# Quoted passage
────────────────────────────────────────
The league and the NHL Players’ Association had previously gone to labour war back in 2004-05 in a showdown that eventually forced the cancellation of the entire schedule as the two sides squabbled over hockey’s financial future.
Another lockout did indeed take hold from September 2012 until January 2013. Eberle would play the first half of that season for the Edmonton Oilers’ affiliate in the American Hockey League before the NHL and its union hammered out a new collective bargaining agreement.
“Are we coming back?” Eberle, now captain of the Seattle Kraken at age 35, recalled thinking throughout that period of his early 20s. “What’s going on?”
There will be no similar angst for quite some time.
The NHL and NHLPA ratified the CBA’s newest iteration in July — more than a year before the current deal was scheduled to expire — that brings more labour peace to a sport that has experienced plenty of past strife.
“The league’s in a great state,” Eberle, the Kraken’s union representative, said at last month’s NHL/NHLPA player media tour in Las Vegas. “It’s time to kick it up a notch, to start building.”
────────────────────────────────────────
# How to complete this task
Summarize the passage on NHL labor relations in two sentences.

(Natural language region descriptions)
────────────────────────────────────────
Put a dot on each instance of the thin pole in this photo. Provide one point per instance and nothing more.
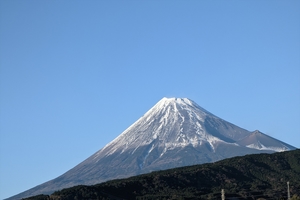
(289, 196)
(223, 194)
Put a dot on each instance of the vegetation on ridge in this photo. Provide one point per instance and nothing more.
(263, 176)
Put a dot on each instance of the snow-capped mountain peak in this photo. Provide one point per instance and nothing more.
(175, 132)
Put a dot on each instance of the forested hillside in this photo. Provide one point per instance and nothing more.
(263, 176)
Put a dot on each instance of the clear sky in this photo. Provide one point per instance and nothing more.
(75, 74)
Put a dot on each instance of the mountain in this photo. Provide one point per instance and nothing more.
(173, 133)
(256, 176)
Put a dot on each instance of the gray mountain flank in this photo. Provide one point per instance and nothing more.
(175, 132)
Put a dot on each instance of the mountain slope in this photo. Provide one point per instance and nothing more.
(175, 132)
(259, 176)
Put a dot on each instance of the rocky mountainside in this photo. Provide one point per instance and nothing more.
(175, 132)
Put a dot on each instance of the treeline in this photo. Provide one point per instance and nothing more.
(259, 176)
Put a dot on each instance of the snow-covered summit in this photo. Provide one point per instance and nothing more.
(175, 132)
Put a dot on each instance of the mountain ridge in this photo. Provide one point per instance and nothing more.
(175, 132)
(244, 177)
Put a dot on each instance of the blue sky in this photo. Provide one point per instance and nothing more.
(75, 74)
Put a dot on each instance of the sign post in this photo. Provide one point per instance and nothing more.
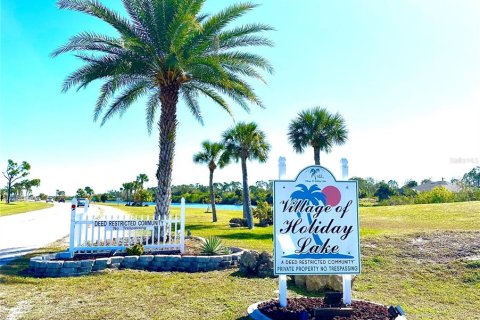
(316, 227)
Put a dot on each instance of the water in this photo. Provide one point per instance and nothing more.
(192, 205)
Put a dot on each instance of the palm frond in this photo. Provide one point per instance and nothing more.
(121, 103)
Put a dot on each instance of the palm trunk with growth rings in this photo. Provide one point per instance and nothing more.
(167, 127)
(247, 213)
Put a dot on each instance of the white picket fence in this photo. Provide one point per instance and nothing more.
(90, 234)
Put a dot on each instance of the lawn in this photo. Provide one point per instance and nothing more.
(419, 256)
(21, 207)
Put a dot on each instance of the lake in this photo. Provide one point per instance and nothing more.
(193, 205)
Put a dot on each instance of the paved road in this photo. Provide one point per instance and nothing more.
(22, 233)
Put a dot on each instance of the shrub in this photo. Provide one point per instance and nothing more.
(263, 212)
(135, 250)
(436, 195)
(397, 200)
(213, 247)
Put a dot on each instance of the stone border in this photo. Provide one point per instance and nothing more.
(46, 266)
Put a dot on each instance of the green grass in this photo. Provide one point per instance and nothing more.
(21, 207)
(431, 281)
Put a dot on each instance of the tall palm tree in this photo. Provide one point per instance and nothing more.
(89, 191)
(141, 179)
(319, 129)
(166, 50)
(211, 155)
(245, 142)
(128, 188)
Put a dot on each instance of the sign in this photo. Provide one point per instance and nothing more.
(316, 229)
(113, 225)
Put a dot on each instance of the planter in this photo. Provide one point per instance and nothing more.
(360, 308)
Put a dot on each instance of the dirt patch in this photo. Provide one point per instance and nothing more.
(21, 308)
(303, 308)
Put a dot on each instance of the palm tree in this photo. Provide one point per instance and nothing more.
(245, 142)
(317, 128)
(89, 191)
(211, 155)
(141, 179)
(166, 50)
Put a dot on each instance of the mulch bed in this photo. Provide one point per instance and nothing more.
(303, 309)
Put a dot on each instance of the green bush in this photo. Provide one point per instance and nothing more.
(263, 212)
(135, 250)
(436, 195)
(213, 247)
(397, 200)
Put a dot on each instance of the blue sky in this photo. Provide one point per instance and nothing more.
(404, 74)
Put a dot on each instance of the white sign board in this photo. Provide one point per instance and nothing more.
(113, 225)
(316, 229)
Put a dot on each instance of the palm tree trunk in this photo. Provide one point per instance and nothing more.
(247, 213)
(167, 127)
(9, 191)
(212, 198)
(316, 154)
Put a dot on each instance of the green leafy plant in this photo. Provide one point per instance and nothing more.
(135, 250)
(213, 247)
(263, 212)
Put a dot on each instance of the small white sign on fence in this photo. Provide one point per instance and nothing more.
(90, 234)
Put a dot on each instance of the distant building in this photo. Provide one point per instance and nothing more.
(430, 185)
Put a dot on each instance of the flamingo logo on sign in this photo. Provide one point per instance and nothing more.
(316, 218)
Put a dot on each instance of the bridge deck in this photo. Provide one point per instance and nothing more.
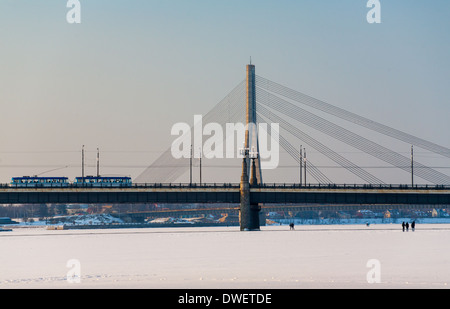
(228, 193)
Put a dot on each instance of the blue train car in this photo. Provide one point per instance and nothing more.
(27, 181)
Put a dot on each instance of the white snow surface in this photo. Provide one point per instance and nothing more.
(325, 256)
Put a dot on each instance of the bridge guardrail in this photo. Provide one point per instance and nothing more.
(235, 186)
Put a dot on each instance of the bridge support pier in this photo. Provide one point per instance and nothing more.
(249, 213)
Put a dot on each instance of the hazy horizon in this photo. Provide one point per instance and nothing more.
(127, 73)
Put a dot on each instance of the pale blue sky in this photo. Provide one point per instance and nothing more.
(131, 69)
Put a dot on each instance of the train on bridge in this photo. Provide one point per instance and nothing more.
(61, 182)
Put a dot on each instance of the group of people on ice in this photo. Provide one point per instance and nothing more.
(405, 225)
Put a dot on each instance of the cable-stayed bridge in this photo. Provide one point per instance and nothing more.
(303, 124)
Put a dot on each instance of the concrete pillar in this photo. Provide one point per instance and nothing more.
(251, 135)
(249, 214)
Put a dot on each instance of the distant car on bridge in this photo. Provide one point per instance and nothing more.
(94, 181)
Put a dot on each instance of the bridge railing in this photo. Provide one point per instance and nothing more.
(234, 186)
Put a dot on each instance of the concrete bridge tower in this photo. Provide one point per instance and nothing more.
(249, 212)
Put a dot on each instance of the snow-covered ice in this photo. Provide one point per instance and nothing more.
(326, 256)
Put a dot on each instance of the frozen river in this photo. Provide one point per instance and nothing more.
(339, 256)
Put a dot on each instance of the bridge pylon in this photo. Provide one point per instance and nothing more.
(249, 212)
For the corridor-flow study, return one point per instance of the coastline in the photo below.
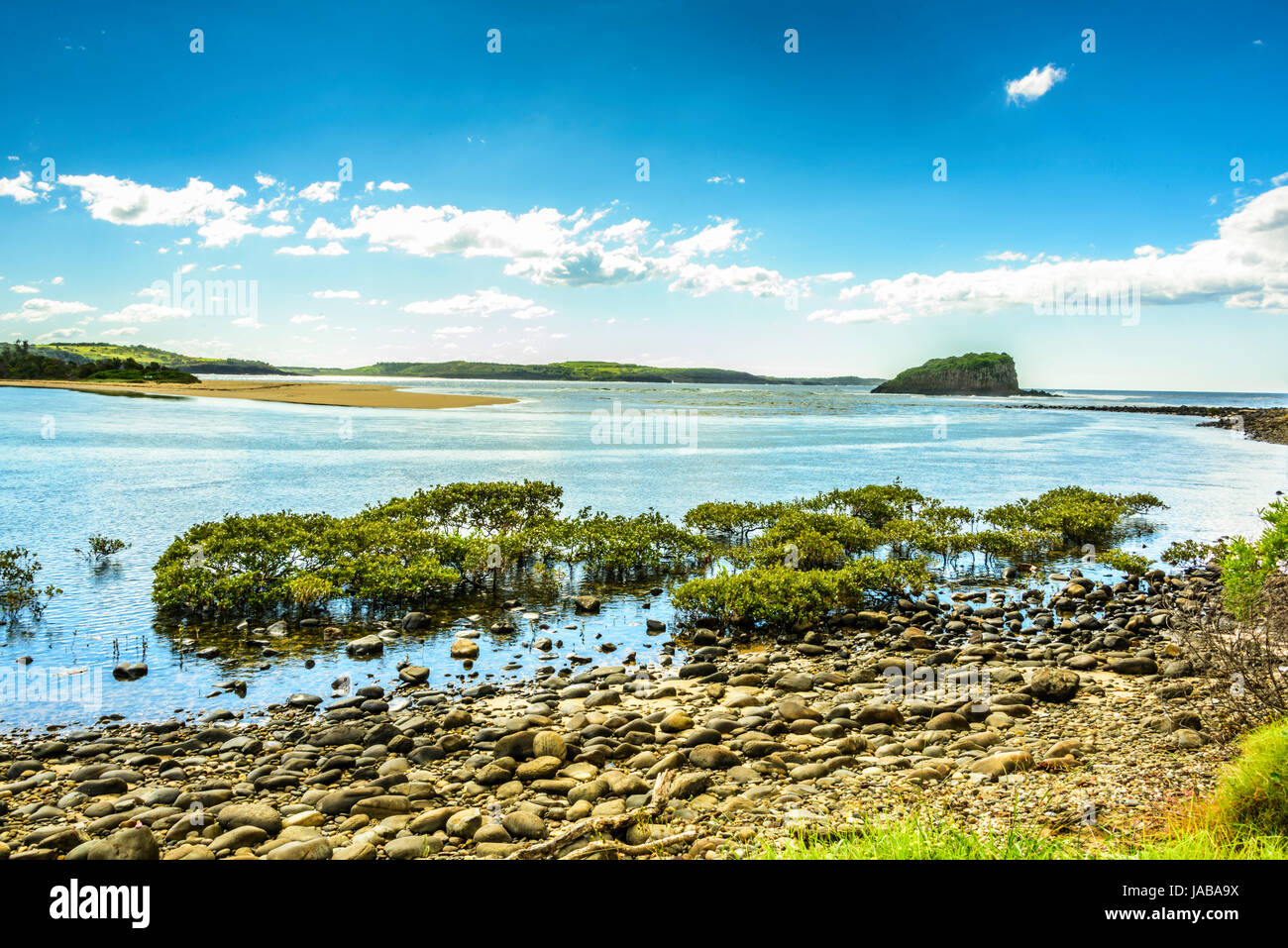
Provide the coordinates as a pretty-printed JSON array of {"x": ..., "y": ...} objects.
[
  {"x": 1258, "y": 424},
  {"x": 725, "y": 751},
  {"x": 359, "y": 395}
]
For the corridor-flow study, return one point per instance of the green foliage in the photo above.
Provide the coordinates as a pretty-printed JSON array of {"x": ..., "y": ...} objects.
[
  {"x": 921, "y": 837},
  {"x": 735, "y": 520},
  {"x": 490, "y": 509},
  {"x": 150, "y": 372},
  {"x": 18, "y": 590},
  {"x": 80, "y": 353},
  {"x": 809, "y": 540},
  {"x": 1253, "y": 790},
  {"x": 1193, "y": 553},
  {"x": 1247, "y": 565},
  {"x": 408, "y": 549},
  {"x": 780, "y": 596},
  {"x": 102, "y": 548},
  {"x": 583, "y": 371},
  {"x": 874, "y": 504},
  {"x": 20, "y": 361},
  {"x": 1078, "y": 514},
  {"x": 1131, "y": 563}
]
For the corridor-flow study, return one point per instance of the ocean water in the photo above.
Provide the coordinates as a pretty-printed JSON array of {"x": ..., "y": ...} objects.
[{"x": 145, "y": 469}]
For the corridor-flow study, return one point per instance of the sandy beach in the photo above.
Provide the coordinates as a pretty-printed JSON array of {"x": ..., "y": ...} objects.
[{"x": 357, "y": 395}]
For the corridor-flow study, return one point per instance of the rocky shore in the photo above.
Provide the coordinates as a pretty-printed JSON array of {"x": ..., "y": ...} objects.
[
  {"x": 1257, "y": 424},
  {"x": 1076, "y": 711}
]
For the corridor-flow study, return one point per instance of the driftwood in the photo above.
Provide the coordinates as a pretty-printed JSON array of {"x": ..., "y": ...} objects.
[{"x": 606, "y": 824}]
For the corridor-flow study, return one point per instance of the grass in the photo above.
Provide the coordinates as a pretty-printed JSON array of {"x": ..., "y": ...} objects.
[{"x": 1245, "y": 818}]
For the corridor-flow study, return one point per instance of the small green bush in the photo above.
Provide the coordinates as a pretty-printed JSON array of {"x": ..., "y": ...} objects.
[{"x": 18, "y": 590}]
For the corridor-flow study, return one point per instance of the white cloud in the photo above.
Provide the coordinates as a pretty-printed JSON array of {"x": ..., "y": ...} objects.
[
  {"x": 38, "y": 309},
  {"x": 219, "y": 217},
  {"x": 18, "y": 188},
  {"x": 1035, "y": 84},
  {"x": 145, "y": 313},
  {"x": 1243, "y": 266},
  {"x": 331, "y": 249},
  {"x": 483, "y": 303},
  {"x": 322, "y": 192}
]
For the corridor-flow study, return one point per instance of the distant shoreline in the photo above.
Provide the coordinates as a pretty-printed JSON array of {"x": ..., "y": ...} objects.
[
  {"x": 1258, "y": 424},
  {"x": 357, "y": 395}
]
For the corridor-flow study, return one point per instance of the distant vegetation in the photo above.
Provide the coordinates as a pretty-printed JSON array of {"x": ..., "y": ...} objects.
[
  {"x": 583, "y": 371},
  {"x": 21, "y": 361},
  {"x": 97, "y": 352},
  {"x": 18, "y": 588},
  {"x": 99, "y": 548},
  {"x": 973, "y": 373}
]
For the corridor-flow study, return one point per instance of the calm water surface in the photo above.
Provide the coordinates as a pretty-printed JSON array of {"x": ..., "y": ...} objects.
[{"x": 145, "y": 469}]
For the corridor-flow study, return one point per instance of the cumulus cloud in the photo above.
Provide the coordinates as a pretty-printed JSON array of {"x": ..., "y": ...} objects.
[
  {"x": 1243, "y": 266},
  {"x": 18, "y": 188},
  {"x": 217, "y": 213},
  {"x": 146, "y": 312},
  {"x": 38, "y": 309},
  {"x": 1035, "y": 84},
  {"x": 483, "y": 303},
  {"x": 321, "y": 192},
  {"x": 331, "y": 249}
]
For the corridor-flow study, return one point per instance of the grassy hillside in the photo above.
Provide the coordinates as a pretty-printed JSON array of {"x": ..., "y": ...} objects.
[
  {"x": 97, "y": 352},
  {"x": 581, "y": 371},
  {"x": 21, "y": 361}
]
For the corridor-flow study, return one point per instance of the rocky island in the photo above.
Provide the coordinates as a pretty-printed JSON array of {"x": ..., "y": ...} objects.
[{"x": 973, "y": 373}]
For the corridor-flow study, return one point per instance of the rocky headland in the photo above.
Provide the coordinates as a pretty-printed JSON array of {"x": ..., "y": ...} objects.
[{"x": 973, "y": 373}]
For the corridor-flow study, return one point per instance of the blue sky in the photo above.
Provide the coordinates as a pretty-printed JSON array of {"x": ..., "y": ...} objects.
[{"x": 790, "y": 223}]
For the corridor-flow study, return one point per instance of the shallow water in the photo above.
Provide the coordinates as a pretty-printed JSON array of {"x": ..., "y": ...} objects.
[{"x": 145, "y": 469}]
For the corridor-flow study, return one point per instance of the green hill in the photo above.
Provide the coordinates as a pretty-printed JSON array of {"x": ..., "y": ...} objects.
[
  {"x": 97, "y": 352},
  {"x": 579, "y": 371},
  {"x": 973, "y": 373}
]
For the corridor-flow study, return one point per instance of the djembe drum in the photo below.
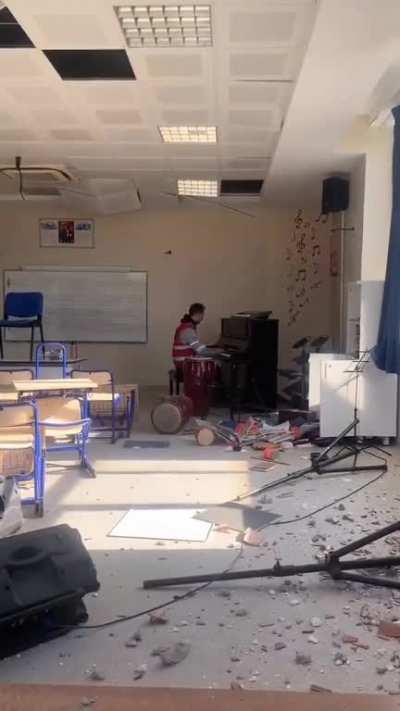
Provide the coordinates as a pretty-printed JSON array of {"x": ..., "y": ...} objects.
[
  {"x": 198, "y": 379},
  {"x": 171, "y": 414}
]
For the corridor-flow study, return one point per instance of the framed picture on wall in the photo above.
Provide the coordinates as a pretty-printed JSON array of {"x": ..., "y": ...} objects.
[{"x": 66, "y": 233}]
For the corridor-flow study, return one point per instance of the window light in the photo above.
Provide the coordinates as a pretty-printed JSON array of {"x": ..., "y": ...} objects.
[
  {"x": 188, "y": 134},
  {"x": 184, "y": 24},
  {"x": 198, "y": 188}
]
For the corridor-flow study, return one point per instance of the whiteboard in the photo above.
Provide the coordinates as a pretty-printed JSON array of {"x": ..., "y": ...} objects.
[{"x": 85, "y": 305}]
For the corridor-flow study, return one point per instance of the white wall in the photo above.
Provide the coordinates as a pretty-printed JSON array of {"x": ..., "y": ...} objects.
[
  {"x": 377, "y": 203},
  {"x": 229, "y": 261}
]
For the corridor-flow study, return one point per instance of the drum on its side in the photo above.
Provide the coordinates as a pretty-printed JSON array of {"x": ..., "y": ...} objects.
[
  {"x": 198, "y": 378},
  {"x": 171, "y": 414}
]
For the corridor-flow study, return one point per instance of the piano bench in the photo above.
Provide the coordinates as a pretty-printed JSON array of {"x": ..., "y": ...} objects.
[{"x": 175, "y": 379}]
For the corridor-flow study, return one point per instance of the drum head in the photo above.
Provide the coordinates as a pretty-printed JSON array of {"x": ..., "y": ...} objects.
[{"x": 167, "y": 418}]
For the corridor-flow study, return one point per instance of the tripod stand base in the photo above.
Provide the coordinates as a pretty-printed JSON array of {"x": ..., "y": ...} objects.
[{"x": 332, "y": 565}]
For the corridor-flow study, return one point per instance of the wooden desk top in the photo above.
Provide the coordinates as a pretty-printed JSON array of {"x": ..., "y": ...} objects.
────────────────────────────────────────
# Answer section
After a 2004-05 labor fight canceled an entire NHL season and a lockout ran from September 2012 to January 2013, the league and the NHL Players' Association ratified a new collective bargaining agreement in July, more than a year before the current deal was due to expire. Eberle, now captain and union representative of the Seattle Kraken, recalled the uncertainty of the earlier lockout and said the league is in a great state.